In the material below, repeat only the lines from the one that holds "the green leaf" through the final line, exactly as they stand.

* start Provided information *

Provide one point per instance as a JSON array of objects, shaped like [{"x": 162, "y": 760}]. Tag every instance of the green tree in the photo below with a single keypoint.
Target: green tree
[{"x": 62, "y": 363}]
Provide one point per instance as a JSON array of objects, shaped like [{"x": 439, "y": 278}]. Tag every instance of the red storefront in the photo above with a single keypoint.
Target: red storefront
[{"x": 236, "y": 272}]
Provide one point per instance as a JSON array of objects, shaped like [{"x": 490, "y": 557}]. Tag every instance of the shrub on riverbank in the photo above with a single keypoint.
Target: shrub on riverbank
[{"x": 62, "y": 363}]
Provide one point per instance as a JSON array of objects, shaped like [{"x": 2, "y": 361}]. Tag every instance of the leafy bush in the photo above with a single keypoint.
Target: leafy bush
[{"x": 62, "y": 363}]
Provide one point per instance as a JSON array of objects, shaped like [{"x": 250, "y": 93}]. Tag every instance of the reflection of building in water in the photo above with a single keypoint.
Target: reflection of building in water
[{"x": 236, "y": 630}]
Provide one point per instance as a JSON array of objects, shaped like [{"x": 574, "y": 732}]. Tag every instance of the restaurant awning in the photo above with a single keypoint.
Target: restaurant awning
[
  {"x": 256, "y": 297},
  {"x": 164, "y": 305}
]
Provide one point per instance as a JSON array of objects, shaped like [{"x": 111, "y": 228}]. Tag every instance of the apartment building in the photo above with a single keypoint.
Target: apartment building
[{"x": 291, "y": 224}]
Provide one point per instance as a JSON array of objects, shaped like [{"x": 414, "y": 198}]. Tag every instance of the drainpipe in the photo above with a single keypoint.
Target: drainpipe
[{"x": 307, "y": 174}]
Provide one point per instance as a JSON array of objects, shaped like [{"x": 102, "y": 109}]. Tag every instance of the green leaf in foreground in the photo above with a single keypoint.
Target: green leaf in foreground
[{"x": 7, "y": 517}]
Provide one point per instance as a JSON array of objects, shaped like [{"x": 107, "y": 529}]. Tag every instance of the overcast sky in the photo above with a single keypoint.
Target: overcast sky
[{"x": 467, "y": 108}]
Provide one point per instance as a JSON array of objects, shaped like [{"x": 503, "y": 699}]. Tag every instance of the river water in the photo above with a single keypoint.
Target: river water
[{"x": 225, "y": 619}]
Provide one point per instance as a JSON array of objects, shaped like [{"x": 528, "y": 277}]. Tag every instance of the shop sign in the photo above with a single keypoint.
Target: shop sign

* end Provided information *

Written answer:
Provide one point per instance as a JSON array of objects, shaped like [{"x": 102, "y": 109}]. Tag every instance of the green leaf in foreground in the photo above with a single keypoint.
Target: green leaf in foreground
[{"x": 7, "y": 517}]
Provide one point per instance as a JSON array of objects, shaped like [{"x": 107, "y": 529}]. Tag every instance of the overcast sky in the photo above with a single keypoint.
Target: overcast sky
[{"x": 467, "y": 108}]
Provide one point per instance as a JSON array of objects, shaped like [{"x": 503, "y": 699}]. Tag every instance of the river water in the photo above with a single keypoint.
Target: river water
[{"x": 225, "y": 619}]
Provide one point per instance as a JSON array of objects, shaped like [{"x": 528, "y": 277}]. Tag every instance of the shop sign in the photo above with a single keypoint.
Target: shop sign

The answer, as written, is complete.